▶ [Task requirements] Of the entries below, return only those lines from the line with "Determine the exact" to the line with "positive clicks: (251, 365)", exactly, both included.

▶ [The data]
──────────

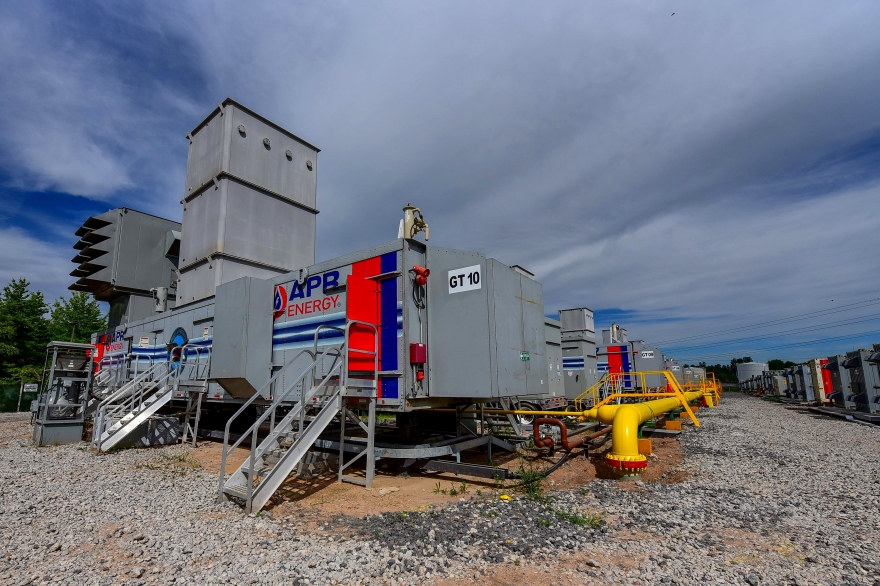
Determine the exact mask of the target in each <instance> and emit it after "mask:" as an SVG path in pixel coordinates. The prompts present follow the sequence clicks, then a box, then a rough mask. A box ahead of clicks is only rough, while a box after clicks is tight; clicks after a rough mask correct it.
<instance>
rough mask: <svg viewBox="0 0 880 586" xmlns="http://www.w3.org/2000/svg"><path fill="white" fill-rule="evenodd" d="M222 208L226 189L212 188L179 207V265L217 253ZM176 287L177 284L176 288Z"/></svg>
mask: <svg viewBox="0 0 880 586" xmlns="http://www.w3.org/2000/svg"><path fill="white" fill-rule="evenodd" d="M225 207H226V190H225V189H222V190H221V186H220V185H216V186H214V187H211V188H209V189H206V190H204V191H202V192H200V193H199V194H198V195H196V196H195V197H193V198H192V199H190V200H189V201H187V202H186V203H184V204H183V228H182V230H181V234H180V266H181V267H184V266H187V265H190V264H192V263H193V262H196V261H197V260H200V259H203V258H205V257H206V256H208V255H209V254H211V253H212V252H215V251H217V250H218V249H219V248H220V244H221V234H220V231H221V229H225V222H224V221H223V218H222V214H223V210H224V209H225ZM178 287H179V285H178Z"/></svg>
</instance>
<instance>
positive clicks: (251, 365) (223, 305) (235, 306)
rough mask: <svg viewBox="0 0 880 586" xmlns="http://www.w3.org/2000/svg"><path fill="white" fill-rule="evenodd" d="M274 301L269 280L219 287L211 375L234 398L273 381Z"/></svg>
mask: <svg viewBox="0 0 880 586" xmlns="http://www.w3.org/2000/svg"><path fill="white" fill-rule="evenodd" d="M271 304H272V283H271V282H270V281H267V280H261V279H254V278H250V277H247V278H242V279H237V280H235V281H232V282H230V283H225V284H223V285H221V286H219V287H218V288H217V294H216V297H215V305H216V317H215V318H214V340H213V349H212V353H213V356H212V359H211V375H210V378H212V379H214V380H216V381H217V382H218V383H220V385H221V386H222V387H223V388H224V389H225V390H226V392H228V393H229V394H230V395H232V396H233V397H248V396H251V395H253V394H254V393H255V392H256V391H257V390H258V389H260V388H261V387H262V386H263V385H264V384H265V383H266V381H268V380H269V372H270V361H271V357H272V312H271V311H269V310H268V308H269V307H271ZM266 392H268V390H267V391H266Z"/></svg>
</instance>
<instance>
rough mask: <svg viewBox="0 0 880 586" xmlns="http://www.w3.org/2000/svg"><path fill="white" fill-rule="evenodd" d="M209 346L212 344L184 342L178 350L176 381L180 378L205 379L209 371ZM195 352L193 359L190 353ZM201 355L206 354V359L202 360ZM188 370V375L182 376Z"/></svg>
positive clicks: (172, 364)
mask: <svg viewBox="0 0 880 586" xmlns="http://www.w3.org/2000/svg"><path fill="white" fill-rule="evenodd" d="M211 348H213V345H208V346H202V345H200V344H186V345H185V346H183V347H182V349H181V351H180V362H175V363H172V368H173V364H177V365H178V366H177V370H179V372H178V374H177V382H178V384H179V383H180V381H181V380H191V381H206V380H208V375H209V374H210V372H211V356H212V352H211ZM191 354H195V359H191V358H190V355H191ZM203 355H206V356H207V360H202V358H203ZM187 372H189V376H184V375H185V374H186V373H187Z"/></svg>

──────────

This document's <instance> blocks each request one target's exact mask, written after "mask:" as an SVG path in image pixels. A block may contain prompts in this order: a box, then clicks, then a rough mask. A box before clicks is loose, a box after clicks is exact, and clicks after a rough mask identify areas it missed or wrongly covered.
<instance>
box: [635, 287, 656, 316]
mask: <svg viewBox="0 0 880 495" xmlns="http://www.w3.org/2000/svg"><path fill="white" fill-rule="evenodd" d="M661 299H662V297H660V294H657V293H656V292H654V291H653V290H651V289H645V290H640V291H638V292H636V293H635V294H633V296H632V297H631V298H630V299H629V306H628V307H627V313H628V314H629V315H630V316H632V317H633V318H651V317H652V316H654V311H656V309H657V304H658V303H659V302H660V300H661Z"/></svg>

──────────

▶ [Problem solution]
Determine the exact mask of the target in each <instance> and emit it after "mask:" as an SVG path in pixel coordinates. The prompts present follow the sequence clicks, then a box, then a rough mask. A box ahead of clicks is only rough, while a box after clicks is tight; clicks after a rough mask correct it.
<instance>
rough mask: <svg viewBox="0 0 880 586" xmlns="http://www.w3.org/2000/svg"><path fill="white" fill-rule="evenodd" d="M222 208L226 189L212 188L179 207V265L217 253ZM176 287L177 284L176 288Z"/></svg>
mask: <svg viewBox="0 0 880 586" xmlns="http://www.w3.org/2000/svg"><path fill="white" fill-rule="evenodd" d="M225 207H226V190H225V189H222V190H221V186H220V185H216V186H214V187H211V188H209V189H206V190H204V191H202V192H200V193H199V194H198V195H196V196H195V197H193V198H192V199H190V200H189V201H187V202H186V203H184V204H183V228H182V230H181V234H180V266H181V267H184V266H187V265H190V264H192V263H193V262H196V261H197V260H200V259H203V258H205V257H206V256H208V255H209V254H211V253H212V252H215V251H217V250H218V249H219V248H220V244H221V234H220V231H221V229H225V222H224V221H223V218H222V214H223V210H224V209H225ZM178 287H179V285H178Z"/></svg>
</instance>
<instance>
positive clicks: (251, 365) (223, 305) (235, 306)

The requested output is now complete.